> **How to complete this task**: Exact transcription of the following records is needed, with every picture dropped.

> **Entries supplied**:
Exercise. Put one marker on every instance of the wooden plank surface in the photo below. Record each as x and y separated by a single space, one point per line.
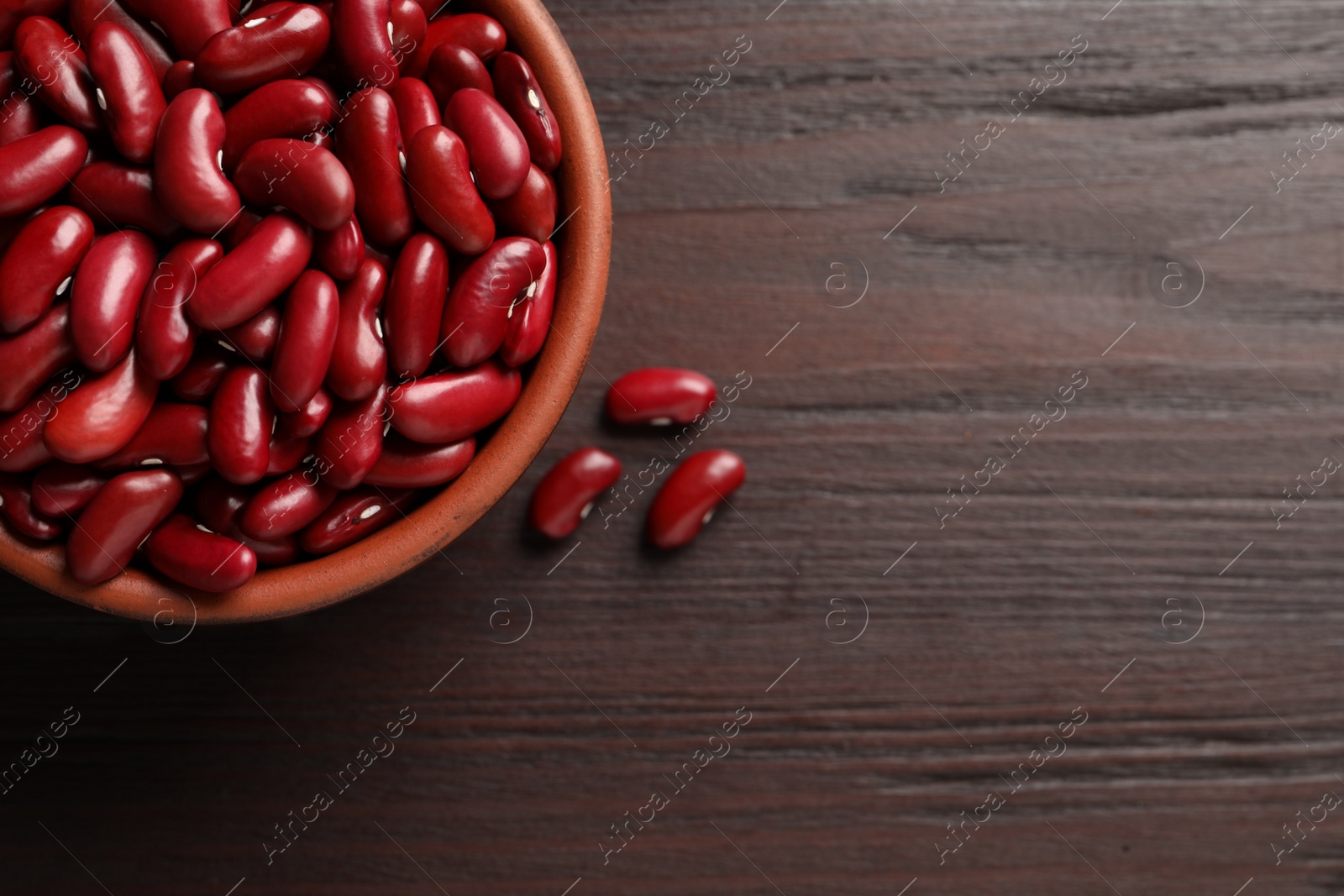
1126 566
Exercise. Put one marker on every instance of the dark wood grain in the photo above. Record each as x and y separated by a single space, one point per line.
990 631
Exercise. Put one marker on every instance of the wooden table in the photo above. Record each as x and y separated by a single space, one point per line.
1129 562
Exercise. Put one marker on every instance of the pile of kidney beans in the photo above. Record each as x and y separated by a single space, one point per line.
266 271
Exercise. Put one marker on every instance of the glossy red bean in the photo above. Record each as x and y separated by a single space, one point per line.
187 177
530 211
448 407
60 490
499 152
114 196
51 60
295 174
307 338
268 261
277 42
165 335
87 15
531 320
353 516
360 360
522 96
454 67
659 396
414 305
444 194
288 107
351 439
416 107
198 559
102 414
39 264
362 34
369 143
340 251
18 508
187 24
476 317
566 493
29 359
286 506
241 422
410 465
690 496
118 520
107 291
35 168
127 90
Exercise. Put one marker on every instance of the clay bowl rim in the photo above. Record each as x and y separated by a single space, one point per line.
584 244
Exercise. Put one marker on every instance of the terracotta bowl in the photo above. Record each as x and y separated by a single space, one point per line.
584 242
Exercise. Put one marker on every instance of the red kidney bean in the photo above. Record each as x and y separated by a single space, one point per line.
307 338
105 295
286 107
19 510
246 280
414 305
201 378
309 418
198 559
531 320
340 251
530 211
121 196
353 516
35 168
255 338
64 490
165 336
118 520
566 493
127 90
218 506
659 396
87 15
286 506
369 141
102 414
499 150
51 60
241 422
416 107
410 465
476 317
445 197
448 407
187 24
454 67
187 177
29 359
307 179
362 33
690 496
521 94
347 446
39 264
268 45
360 360
172 434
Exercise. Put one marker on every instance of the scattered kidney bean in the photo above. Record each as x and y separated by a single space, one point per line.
566 493
659 396
690 496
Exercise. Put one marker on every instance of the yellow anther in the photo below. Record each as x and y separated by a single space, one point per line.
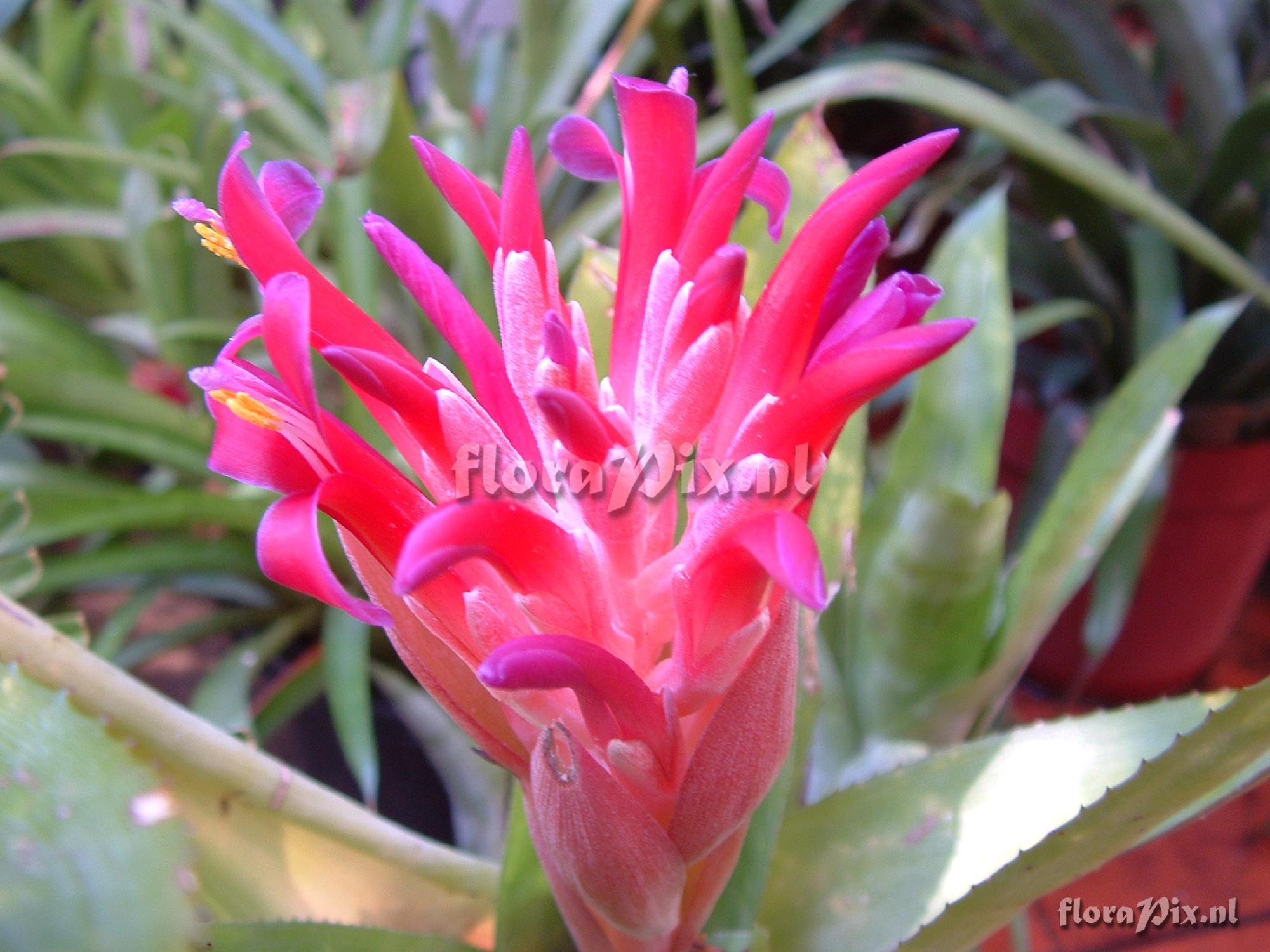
217 242
247 408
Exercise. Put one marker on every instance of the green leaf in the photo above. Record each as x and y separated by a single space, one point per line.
91 855
162 559
62 220
1117 576
324 937
1102 483
1023 134
60 515
266 31
528 916
925 612
952 431
1158 293
448 64
1198 40
1048 315
346 662
1076 41
994 824
728 46
166 166
270 843
592 288
224 697
105 412
798 26
835 520
815 167
1225 746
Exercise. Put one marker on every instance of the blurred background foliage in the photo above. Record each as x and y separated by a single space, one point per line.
1113 181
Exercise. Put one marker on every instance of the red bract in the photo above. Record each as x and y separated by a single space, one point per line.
637 676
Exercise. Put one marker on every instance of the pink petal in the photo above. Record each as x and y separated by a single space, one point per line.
578 425
290 554
744 747
256 456
822 402
852 276
660 140
558 343
714 210
535 552
582 149
441 672
614 700
194 210
785 548
293 194
286 337
472 199
520 227
462 328
774 350
600 838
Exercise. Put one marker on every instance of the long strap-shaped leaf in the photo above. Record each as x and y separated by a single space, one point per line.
970 105
272 843
943 854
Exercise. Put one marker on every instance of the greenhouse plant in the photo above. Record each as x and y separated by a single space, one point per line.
552 427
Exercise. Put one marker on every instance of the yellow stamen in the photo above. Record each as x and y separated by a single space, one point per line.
217 242
247 408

> **Solution to this problem**:
Exercise. Put one marker on every instance of the wooden plank surface in the photo below. Record each as x and y separated by a single space, one point per line.
1126 566
Exercise. Put one marker on every instance of the dark wood grain in the photo above. Record each as x and y separated by a single space, one point per line.
990 631
Exercise. Put one marker on every instance of the wooden table in the photo above. Record each as x and y separated by a single space, one point per line.
1129 562
Exercise. Put one marker on every instance of the pile of kidney beans in the photo above. Record each as x and y separated by a single space, one point per line.
266 271
Exercise. Put one marker on every instance of the glossy red bean in the photo above. Record each as x and y separated by a single space, one point per line.
187 177
530 211
448 407
60 490
499 152
114 196
51 60
295 174
307 338
268 261
277 42
165 335
87 15
531 320
353 516
360 360
522 96
454 67
659 396
414 305
444 194
288 107
351 439
416 107
198 559
102 414
39 264
362 34
369 143
340 251
18 508
187 24
476 317
566 493
29 359
286 506
241 422
410 465
690 496
118 520
107 291
35 168
127 90
Exercise. Put one marker on every instance of the clay bowl rim in the photo above. Record each as x and y separated by a single space, one point per line.
584 244
Exercise. Put one marker on every instance of the terracotta bowl in the photo above. Record each as x and y separated by a single space, one point per line.
584 242
Exercise. Put one marker on every instance of the red kidney bean in the photo above. Record each as x and y separated by a single space, one point per line.
307 338
105 295
286 107
19 510
246 280
414 305
201 378
309 418
198 559
531 320
340 251
530 211
121 196
353 516
35 168
255 338
64 490
165 336
118 520
566 493
127 90
218 506
659 396
87 15
286 506
369 141
102 414
499 150
51 60
241 422
416 107
410 465
476 317
445 197
448 407
187 24
454 67
187 177
29 359
307 179
362 33
690 496
521 94
347 446
39 264
268 45
360 360
172 434
Exercise. Put one marker on every instance of the scattered kidney bean in the photo above. Record each as x and y separated by a single space, one point per line.
566 493
659 396
690 496
Exercise. Put one marker on every instance of the yellow anther in the photo below. Record each as x and y separated by a single space, one point per line.
217 242
247 408
Exercise. Put one marker on every instance of the green leaf in the photo above. Record each as x and y separated by a single space, one point per line.
91 855
162 559
62 220
1117 576
324 937
1102 483
1023 134
60 515
266 31
528 916
925 612
952 431
1158 293
448 64
1198 40
1048 315
346 662
1076 41
994 824
728 46
166 166
270 843
592 288
224 697
105 412
798 26
835 520
815 167
1225 746
Exercise. Put one marker on every instance of the blurred background foliage in the photo above. Record each as x and y separated by a single space, one point per line.
1113 181
Exercise. Put one marker on every instance of the red bract in the photo above. Record each as x and y separated by a single space, one point per line.
637 676
Exercise. Put one marker on every instance of the pink petal in the photo above. Record each as x and y separated by a single space, one point per line.
578 425
290 554
744 747
256 456
822 402
852 276
660 140
558 343
714 210
535 552
582 149
441 672
614 700
194 210
785 548
293 194
286 337
472 199
520 227
462 328
774 350
600 838
Exercise. Put one marker on every instance of the long strap-shaped leaf in the photo above. Record each as x and y separated by a single space, one point per line.
970 105
272 843
943 854
Exercise. Put one marker on every instance of the greenhouse plant in the photo above. Record each as x and y separated by a single space, one point per line.
552 427
Exercise. Put one marker on every instance of the yellow stamen in the photo above. Record each as x and y separated by a single space, one point per line.
217 242
247 408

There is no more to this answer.